## [WORK TO BE COMPLETED]
Verbatim output of all the material below is required.

-- BEGIN STORED RECORDS --

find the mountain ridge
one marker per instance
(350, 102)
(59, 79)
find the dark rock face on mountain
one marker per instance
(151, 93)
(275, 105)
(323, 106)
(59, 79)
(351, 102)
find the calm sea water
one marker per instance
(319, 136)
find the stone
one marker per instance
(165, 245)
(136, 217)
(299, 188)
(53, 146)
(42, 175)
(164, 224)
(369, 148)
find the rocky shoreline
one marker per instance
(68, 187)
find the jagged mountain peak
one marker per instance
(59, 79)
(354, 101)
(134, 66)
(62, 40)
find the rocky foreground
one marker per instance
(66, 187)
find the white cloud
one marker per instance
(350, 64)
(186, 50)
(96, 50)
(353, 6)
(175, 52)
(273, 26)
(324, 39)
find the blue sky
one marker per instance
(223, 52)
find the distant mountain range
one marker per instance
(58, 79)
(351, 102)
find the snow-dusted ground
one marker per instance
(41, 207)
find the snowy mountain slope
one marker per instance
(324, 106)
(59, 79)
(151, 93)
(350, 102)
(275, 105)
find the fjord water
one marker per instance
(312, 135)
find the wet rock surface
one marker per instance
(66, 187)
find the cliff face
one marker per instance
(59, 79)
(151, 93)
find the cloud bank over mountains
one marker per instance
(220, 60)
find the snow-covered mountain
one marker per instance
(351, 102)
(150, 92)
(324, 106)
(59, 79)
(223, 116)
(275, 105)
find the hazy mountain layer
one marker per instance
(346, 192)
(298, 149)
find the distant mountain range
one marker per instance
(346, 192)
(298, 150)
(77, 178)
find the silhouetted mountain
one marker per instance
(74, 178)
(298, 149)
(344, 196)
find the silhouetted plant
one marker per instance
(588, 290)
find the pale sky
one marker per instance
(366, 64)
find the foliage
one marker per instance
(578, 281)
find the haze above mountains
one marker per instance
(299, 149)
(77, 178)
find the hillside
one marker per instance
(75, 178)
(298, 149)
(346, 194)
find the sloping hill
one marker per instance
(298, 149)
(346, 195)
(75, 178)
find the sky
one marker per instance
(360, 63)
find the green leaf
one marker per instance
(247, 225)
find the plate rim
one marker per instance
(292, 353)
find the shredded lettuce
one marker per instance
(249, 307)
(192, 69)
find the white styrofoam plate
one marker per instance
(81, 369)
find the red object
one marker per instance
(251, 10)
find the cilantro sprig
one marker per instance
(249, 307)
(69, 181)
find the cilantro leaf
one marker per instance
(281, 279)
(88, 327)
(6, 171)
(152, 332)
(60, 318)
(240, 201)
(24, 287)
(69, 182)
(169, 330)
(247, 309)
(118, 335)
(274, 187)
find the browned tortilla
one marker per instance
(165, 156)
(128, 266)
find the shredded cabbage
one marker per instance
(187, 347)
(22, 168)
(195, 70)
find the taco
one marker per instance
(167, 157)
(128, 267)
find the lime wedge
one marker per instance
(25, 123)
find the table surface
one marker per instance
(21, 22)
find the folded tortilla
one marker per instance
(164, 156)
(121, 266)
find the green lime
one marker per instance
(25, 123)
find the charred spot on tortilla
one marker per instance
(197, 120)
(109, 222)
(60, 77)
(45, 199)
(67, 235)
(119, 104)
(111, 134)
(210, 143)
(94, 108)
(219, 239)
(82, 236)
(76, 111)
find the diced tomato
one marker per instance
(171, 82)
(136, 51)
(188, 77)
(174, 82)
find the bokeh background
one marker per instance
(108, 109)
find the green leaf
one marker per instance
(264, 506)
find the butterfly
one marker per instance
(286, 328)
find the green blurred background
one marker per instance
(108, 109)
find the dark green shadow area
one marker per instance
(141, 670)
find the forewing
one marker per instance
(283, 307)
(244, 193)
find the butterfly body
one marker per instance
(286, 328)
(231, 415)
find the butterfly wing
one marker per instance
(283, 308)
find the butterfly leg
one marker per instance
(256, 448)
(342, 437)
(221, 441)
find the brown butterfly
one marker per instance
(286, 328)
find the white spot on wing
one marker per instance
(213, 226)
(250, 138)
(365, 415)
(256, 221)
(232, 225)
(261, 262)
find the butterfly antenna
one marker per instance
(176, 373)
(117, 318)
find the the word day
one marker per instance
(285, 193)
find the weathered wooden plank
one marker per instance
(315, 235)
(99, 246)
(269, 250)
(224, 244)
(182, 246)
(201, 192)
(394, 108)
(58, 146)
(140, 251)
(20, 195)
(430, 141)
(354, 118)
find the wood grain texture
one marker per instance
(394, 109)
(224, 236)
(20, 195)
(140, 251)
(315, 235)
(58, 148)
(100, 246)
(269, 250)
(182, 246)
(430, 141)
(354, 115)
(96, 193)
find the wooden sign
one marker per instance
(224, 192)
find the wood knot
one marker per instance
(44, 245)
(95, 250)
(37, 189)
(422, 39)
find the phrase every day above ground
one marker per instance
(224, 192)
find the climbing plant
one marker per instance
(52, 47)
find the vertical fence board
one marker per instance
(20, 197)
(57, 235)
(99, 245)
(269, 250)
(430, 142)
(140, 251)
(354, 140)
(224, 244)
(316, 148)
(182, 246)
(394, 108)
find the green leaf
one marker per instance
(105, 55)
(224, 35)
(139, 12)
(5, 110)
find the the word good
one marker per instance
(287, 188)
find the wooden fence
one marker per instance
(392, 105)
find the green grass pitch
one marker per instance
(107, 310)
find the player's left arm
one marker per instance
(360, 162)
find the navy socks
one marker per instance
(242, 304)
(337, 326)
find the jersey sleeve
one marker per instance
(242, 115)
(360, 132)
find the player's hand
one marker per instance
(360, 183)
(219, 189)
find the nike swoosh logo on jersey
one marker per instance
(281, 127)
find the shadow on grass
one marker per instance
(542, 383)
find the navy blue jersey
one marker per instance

-- END STORED RECORDS --

## [EXERCISE OUTPUT]
find the mountain ridge
one marker per instance
(350, 102)
(59, 79)
find the dark rock face on mountain
one marker per instance
(151, 93)
(275, 105)
(323, 106)
(59, 79)
(351, 102)
find the calm sea water
one marker per instance
(319, 136)
find the stone
one marker per instance
(165, 245)
(136, 217)
(299, 188)
(53, 146)
(42, 175)
(164, 224)
(369, 148)
find the rocky shoreline
one marker per instance
(68, 187)
find the jagged mountain peak
one marker per instance
(59, 79)
(354, 101)
(134, 66)
(62, 40)
find the rocky foreground
one marker per instance
(66, 187)
find the white cloud
one marker per instance
(350, 64)
(186, 50)
(96, 50)
(353, 6)
(175, 52)
(273, 26)
(324, 39)
find the blue sky
one marker per instance
(223, 52)
find the distant mountain range
one marker per instance
(58, 79)
(351, 102)
find the snow-dusted ground
one marker per instance
(41, 207)
find the snowy mountain slope
one marker per instance
(324, 106)
(59, 79)
(151, 93)
(350, 102)
(275, 105)
find the fjord water
one marker per instance
(312, 135)
find the wet rock surface
one marker per instance
(66, 187)
find the cliff face
one marker per instance
(59, 79)
(151, 93)
find the cloud bank over mountains
one marker per instance
(220, 60)
find the snow-covered mountain
one marker per instance
(351, 102)
(150, 92)
(324, 106)
(59, 79)
(223, 116)
(275, 105)
find the hazy mountain layer
one marker per instance
(346, 192)
(298, 149)
find the distant mountain range
one marker per instance
(346, 192)
(298, 150)
(77, 178)
find the silhouetted mountain
one marker per instance
(74, 178)
(298, 149)
(344, 196)
find the silhouetted plant
one marker per instance
(588, 290)
find the pale sky
one marker per instance
(366, 64)
find the foliage
one marker per instance
(578, 281)
find the haze above mountains
one marker per instance
(299, 149)
(77, 178)
find the hillside
one marker per instance
(75, 178)
(298, 149)
(346, 194)
find the sloping hill
one marker per instance
(298, 149)
(346, 195)
(75, 178)
find the sky
one marker per instance
(360, 63)
find the green leaf
one marker per instance
(247, 225)
find the plate rim
one marker per instance
(292, 353)
find the shredded lettuce
one marker per instance
(249, 307)
(192, 69)
find the white styrofoam plate
one marker per instance
(81, 369)
find the red object
one marker per instance
(251, 10)
find the cilantro sprig
one marker per instance
(249, 307)
(69, 181)
find the cilantro leaf
one marker per instance
(281, 279)
(88, 327)
(6, 171)
(152, 332)
(60, 318)
(240, 201)
(24, 287)
(69, 182)
(169, 330)
(247, 309)
(118, 335)
(274, 187)
find the browned tortilla
one marker per instance
(165, 156)
(128, 266)
find the shredded cabbage
one marker per instance
(187, 347)
(22, 168)
(195, 70)
find the taco
one marker per instance
(167, 157)
(128, 267)
find the lime wedge
one marker per instance
(25, 123)
find the table surface
one marker per instance
(21, 22)
find the folded tortilla
one marker per instance
(164, 156)
(121, 266)
find the green lime
one marker per instance
(25, 123)
find the charred spot on tortilla
one marker per instance
(197, 120)
(109, 222)
(60, 77)
(45, 199)
(67, 235)
(119, 104)
(111, 134)
(210, 143)
(94, 108)
(219, 239)
(82, 236)
(76, 111)
find the diced tomato
one marker per instance
(171, 82)
(136, 51)
(188, 77)
(174, 82)
find the bokeh background
one marker per instance
(108, 109)
find the green leaf
one marker per instance
(264, 506)
find the butterfly
one marker per instance
(286, 328)
find the green blurred background
one marker per instance
(108, 109)
find the dark green shadow area
one marker per instance
(141, 670)
find the forewing
one marker per instance
(283, 307)
(244, 193)
find the butterfly body
one marker per instance
(286, 328)
(231, 415)
find the butterfly wing
one marker per instance
(283, 308)
find the butterfly leg
one marker per instance
(256, 448)
(342, 437)
(221, 441)
find the brown butterfly
one marker per instance
(286, 328)
find the white spot on wing
one marker per instance
(213, 226)
(250, 138)
(365, 415)
(256, 221)
(232, 225)
(261, 262)
find the butterfly antenna
one marker per instance
(176, 373)
(117, 318)
find the the word day
one marker per instance
(285, 193)
find the weathered wooden plank
one marker per instance
(315, 235)
(99, 246)
(269, 250)
(224, 244)
(182, 246)
(201, 192)
(394, 108)
(58, 146)
(140, 251)
(20, 195)
(430, 141)
(354, 118)
find the wood grain texture
one marker per instance
(394, 109)
(224, 236)
(20, 195)
(140, 251)
(315, 235)
(58, 148)
(100, 246)
(269, 250)
(182, 246)
(430, 141)
(354, 115)
(96, 193)
find the wooden sign
one marker per instance
(224, 192)
find the wood knot
one marker per instance
(44, 245)
(95, 250)
(37, 189)
(422, 39)
find the phrase every day above ground
one marker per instance
(224, 192)
find the climbing plant
one marker per instance
(52, 47)
find the vertical fence board
one marker per instance
(20, 197)
(57, 235)
(99, 245)
(269, 250)
(430, 142)
(140, 251)
(354, 140)
(224, 244)
(316, 148)
(182, 246)
(394, 108)
find the green leaf
one marker per instance
(105, 55)
(224, 35)
(139, 12)
(5, 110)
find the the word good
one marker per instance
(287, 188)
find the wooden fence
one marker per instance
(392, 105)
find the green grass pitch
one marker per instance
(107, 310)
find the player's left arm
one marker per instance
(360, 162)
find the navy socks
one marker per instance
(242, 304)
(337, 326)
find the jersey sleeve
one marker per instance
(242, 115)
(360, 132)
find the player's hand
one marker per instance
(360, 183)
(219, 189)
find the nike swoosh logo on jersey
one marker per instance
(281, 127)
find the shadow on grass
one marker per instance
(542, 383)
find the navy blue jersey
one marker per instance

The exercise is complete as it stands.